# Start of TEXT TO READ
Skip to content

tdiam/shmmywiki-autoresults

Folders and files

NameName
Last commit message
Last commit date

Latest commit

 

History

11 Commits
 
 
 
 
 
 
 
 
 
 
 
 
 
 
 
 
 
 
 
 
 
 
 
 
 
 

Repository files navigation

Shmmywiki Auto-results

Table of contents

Introduction

Auto-results is a set of tools developed for the Shmmywiki platform. The desired functionality is to:

  • Extract course exam dates from the schedule PDF file provided by the ECE School website
  • Fetch shmmy forum posts where course exam results are announced by users
  • Use keyword matching on each post's content to find the corresponding course
  • Generate wiki code for results table with exam and announcement dates, difference in days between them and URL of announcement post as columns
  • Post generated table to wiki using a pywikibot

Progress

The project is still experimental with many core features missing or poorly implemented, such as:

  • A better keyword matching algorithm, switching from a greedy to a more clever approach (e.g. keyword trees).
  • Different course groups may have same exam dates but usually have different results dates. In this case, consider them as separate courses and implement keyword matching for each group.

Dependencies

Pywikibot is used to automate the editing of Shmmywiki pages. Installation steps:

  • Download pywikibot by visiting the above link and decompress it to some /path/to/folder.
  • Add that folder to your PYTHONPATH (e.g. add the line export PYTHONPATH=${PYTHONPATH}:/path/to/folder to ~/.bashrc).
  • cd /path/to/folder.
  • Run python pwb.py generate_family_file and type the URL to the home page of your wiki in the prompt.
  • Run python pwb.py generate_user_files and type the credentials to an account of that wiki in the prompt.
  • Copy the generated user-config.py to the root folder of this repository.

Project structure

The project is organized as follows:

  • root folder:
    • main.py: Entry point. Usage: python main.py [config id] [action,...]. Config id is documented below in config.json. Actions are separated by comma without any space between them and may be any of the following:
      • search: Search for courses that match a query.
      • build_keywords: Navigate through the keyword database and add/edit/remove keywords.
      • courses_update: Parse the db/courses.csv file and include new courses in database.
      • schedule: Parse the schedule file of the selected configuration and update exam dates.
      • print_schedule: Print each course along with its exam date for the selected configuration.
      • results: Fetch posts from shmmy forum and update exam results dates.
# End of TEXT TO READ
# Start of EXTRACTED RECORDS
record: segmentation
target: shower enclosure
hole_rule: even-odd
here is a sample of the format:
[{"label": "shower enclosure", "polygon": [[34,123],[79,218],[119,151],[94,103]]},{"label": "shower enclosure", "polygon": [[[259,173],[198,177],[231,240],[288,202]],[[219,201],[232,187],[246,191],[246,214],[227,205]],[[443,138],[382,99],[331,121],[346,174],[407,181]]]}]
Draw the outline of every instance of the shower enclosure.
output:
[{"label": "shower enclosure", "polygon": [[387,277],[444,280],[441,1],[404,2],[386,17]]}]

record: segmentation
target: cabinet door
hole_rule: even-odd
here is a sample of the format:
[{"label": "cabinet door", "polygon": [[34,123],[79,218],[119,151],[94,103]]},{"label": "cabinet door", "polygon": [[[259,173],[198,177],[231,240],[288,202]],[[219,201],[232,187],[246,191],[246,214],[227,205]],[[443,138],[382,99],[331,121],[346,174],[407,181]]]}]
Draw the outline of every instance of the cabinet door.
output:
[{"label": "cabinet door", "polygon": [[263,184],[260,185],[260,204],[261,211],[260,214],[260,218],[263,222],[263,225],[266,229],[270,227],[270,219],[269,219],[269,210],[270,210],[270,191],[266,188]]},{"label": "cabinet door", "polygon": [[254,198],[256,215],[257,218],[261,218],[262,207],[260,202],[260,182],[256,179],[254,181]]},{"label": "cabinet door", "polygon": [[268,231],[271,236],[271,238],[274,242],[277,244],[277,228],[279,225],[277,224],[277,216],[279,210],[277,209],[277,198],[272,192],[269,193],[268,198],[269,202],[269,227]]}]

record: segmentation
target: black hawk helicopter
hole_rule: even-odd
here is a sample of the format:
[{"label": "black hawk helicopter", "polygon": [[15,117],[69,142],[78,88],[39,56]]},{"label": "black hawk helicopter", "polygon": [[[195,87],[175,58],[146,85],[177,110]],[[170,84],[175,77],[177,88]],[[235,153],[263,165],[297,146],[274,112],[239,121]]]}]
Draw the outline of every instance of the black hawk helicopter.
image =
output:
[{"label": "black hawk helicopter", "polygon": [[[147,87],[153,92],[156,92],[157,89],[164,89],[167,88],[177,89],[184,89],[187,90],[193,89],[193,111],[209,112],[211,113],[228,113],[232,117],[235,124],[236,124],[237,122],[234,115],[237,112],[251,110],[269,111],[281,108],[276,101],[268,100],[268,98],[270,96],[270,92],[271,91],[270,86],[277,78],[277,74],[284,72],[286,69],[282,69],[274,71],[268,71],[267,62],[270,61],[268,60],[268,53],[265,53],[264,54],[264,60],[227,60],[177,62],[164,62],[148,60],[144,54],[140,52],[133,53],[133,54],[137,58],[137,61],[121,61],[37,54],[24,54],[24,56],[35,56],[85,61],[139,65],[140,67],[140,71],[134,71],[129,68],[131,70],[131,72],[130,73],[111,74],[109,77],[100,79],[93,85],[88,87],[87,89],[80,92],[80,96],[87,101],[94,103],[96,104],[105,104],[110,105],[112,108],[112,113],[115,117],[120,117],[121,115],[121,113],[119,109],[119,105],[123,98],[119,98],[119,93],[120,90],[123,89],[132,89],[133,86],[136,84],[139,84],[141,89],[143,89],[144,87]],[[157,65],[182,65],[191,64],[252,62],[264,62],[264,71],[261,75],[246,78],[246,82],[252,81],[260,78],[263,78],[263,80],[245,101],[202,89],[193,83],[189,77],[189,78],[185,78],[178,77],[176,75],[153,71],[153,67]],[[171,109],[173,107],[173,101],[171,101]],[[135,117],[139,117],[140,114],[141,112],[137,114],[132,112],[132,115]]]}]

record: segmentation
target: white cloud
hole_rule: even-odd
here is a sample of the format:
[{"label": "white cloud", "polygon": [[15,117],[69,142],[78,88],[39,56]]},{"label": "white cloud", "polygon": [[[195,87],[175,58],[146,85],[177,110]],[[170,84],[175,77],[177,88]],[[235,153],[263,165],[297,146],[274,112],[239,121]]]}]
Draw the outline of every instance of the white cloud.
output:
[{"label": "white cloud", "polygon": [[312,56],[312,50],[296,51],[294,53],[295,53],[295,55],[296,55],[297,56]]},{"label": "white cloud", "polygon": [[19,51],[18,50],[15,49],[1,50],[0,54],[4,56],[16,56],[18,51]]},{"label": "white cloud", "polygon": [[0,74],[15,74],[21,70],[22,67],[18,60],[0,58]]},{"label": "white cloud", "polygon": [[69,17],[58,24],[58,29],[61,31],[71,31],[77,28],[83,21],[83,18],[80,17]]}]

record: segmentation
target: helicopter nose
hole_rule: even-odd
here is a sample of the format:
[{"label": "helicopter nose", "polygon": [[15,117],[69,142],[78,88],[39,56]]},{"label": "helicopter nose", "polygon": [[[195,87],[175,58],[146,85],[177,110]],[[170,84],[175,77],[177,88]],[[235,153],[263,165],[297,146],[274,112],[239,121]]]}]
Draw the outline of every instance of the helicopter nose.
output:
# End of EXTRACTED RECORDS
Do these statements agree with the Shmmywiki Auto-results text? Answer yes or no for each, and quote the words from the text that settle it.
(a) Exam dates are taken from a schedule PDF file from the ECE School website.
(b) The keyword matching already uses keyword trees.
(c) The actions given to main.py are separated by a comma and a space.

* WRITTEN SOLUTION:
(a) Yes: "Extract course exam dates from the schedule PDF file provided by the ECE School website"
(b) No: "A better keyword matching algorithm, switching from a greedy to a more clever approach (e.g. keyword trees)."
(c) No: "Actions are separated by comma without any space between them"